Study volunteers eating 500 calories a day lost
more muscle than those eating more than twice as much.
If you lose
weight too
fast, you lose more muscle than when you shed excess pounds more slowly, a
small study says.
The researchers put 25 participants on a five-week
very-low-calorie diet of just 500 calories per day. Another 22 volunteers went
on a 12-week low-calorie diet of 1,250 calories per day.
The investigators found that right after the end of their
diets, both groups had similar levels of weight loss. The average weight loss was a
little over 19 pounds among those on the very-low-calorie diet and just under
19 pounds among those on the low-calorie diet.
The researchers then looked at the loss of fat-free mass,
which includes all the tissue in the human body, except fat. The major tissues
are blood, bones, organs and muscles. However,
the mass of the organs, blood and bones does not change during dieting. Therefore, changes in fat-free mass
during dieting are mainly due to changes in muscle mass.
Participants on the very-low-calorie diet had lost about
3.5 pounds of fat-free mass, compared with 1.3 pounds among those on the
low-calorie diet. Fat-free mass accounted for 18 percent of weight loss in the
very-low-calorie diet group and 7.7 percent of weight loss in the low-calorie
diet group, the study found.

PROBLEM DESCRIPTION => Write out the passage on dieting and muscle loss word for word, from "The researchers put" to "in muscle mass.".

Recorded data:

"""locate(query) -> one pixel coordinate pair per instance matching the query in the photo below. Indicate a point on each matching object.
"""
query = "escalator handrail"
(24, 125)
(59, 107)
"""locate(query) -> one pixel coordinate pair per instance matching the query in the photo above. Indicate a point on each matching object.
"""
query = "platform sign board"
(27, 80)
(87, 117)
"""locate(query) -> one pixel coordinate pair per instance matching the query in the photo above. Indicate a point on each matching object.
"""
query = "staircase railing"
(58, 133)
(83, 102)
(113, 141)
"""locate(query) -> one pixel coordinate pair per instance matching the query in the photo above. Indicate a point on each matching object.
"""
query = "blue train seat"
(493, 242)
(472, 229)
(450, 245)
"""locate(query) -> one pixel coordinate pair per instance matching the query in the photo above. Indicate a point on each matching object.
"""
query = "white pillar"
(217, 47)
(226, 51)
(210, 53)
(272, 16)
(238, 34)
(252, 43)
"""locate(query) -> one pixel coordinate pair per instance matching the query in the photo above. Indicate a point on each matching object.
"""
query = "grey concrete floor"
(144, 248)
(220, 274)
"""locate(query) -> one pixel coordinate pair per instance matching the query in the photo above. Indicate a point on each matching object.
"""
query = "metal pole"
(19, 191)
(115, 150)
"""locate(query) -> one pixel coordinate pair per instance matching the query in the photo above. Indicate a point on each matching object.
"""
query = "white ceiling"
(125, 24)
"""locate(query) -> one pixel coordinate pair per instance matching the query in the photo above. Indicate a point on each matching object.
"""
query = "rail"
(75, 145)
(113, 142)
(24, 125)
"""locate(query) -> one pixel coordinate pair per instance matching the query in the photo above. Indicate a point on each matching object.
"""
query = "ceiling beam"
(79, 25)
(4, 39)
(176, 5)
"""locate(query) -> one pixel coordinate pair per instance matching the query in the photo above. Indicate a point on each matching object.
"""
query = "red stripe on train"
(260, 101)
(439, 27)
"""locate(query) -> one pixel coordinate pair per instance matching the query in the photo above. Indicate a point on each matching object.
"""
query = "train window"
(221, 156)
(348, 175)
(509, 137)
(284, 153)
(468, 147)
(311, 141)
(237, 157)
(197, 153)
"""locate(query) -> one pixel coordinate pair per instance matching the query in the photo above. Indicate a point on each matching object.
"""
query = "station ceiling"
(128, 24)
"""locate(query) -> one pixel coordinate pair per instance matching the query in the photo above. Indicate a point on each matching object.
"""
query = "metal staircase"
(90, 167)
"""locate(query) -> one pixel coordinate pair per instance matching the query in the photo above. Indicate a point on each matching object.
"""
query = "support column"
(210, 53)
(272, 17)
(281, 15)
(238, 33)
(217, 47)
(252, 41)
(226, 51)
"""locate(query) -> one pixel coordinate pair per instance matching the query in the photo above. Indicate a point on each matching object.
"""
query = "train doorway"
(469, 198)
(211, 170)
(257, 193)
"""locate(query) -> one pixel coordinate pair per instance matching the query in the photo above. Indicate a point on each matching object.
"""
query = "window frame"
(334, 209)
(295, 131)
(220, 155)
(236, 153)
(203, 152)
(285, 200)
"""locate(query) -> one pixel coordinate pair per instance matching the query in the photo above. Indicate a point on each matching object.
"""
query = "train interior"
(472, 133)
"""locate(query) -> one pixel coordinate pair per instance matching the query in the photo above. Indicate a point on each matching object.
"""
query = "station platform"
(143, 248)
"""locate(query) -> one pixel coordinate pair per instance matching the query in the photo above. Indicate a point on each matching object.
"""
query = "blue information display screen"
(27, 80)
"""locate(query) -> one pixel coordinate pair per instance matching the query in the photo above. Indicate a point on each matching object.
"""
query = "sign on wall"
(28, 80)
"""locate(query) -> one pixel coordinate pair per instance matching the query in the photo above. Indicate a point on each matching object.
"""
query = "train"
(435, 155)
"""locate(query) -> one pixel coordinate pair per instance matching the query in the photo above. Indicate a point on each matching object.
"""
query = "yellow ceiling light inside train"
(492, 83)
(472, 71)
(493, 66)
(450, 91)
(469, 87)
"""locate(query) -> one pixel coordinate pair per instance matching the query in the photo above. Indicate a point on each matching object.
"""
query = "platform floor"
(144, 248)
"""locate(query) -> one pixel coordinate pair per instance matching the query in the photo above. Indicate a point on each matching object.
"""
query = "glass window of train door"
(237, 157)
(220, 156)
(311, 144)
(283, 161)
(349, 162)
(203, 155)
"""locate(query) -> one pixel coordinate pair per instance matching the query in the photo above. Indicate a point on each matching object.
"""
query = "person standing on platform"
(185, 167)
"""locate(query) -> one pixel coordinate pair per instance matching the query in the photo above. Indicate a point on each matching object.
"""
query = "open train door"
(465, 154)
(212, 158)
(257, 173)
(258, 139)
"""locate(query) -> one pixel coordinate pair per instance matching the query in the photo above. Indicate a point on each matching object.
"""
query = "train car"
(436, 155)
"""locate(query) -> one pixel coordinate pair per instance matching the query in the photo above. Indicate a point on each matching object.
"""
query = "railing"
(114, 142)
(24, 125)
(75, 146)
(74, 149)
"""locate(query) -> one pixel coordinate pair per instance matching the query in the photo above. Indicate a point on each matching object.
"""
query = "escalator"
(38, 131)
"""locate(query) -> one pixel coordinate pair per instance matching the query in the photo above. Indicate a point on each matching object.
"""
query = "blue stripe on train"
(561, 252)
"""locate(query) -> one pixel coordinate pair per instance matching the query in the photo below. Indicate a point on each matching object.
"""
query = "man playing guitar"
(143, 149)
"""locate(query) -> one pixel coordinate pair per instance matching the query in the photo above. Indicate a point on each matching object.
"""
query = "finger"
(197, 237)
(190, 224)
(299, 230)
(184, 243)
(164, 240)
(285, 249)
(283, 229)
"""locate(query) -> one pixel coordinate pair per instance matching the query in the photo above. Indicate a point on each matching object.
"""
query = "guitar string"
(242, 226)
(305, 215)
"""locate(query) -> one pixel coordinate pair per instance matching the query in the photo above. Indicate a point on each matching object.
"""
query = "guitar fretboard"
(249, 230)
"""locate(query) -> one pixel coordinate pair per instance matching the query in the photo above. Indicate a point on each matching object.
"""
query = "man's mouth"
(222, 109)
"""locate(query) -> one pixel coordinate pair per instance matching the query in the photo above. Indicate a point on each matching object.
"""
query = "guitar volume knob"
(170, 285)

ANSWER BELOW =>
The researchers put 25 participants on a five-week
very-low-calorie diet of just 500 calories per day. Another 22 volunteers went
on a 12-week low-calorie diet of 1,250 calories per day.
The investigators found that right after the end of their
diets, both groups had similar levels of weight loss. The average weight loss was a
little over 19 pounds among those on the very-low-calorie diet and just under
19 pounds among those on the low-calorie diet.
The researchers then looked at the loss of fat-free mass,
which includes all the tissue in the human body, except fat. The major tissues
are blood, bones, organs and muscles. However,
the mass of the organs, blood and bones does not change during dieting. Therefore, changes in fat-free mass
during dieting are mainly due to changes in muscle mass.